# INFORMATION PROVIDED
Segment Open
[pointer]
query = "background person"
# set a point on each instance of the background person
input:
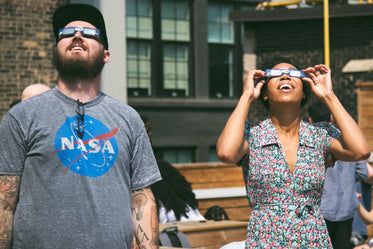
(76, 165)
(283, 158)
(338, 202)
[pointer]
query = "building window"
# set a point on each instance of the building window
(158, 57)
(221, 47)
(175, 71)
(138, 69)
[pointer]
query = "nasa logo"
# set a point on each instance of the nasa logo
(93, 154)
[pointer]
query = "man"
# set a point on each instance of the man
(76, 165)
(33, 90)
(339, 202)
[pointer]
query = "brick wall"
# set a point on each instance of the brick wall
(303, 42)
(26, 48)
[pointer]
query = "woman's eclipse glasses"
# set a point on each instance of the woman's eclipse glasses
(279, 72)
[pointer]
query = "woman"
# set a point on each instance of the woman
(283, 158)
Segment Closed
Segment Open
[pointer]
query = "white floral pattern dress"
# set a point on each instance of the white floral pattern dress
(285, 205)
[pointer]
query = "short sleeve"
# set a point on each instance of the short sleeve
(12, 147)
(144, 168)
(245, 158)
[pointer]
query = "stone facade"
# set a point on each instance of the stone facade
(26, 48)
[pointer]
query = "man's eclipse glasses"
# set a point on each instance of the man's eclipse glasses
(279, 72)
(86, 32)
Segment Closed
Check each line in the records above for the word "query". Return those that have it.

query = "background person"
query = "building window"
query = "nasa logo"
query = "man"
query = "brick wall"
query = "woman's eclipse glasses"
query = "woman"
query = "white floral pattern dress"
query = "short sleeve"
query = "stone facade"
query = "man's eclipse glasses"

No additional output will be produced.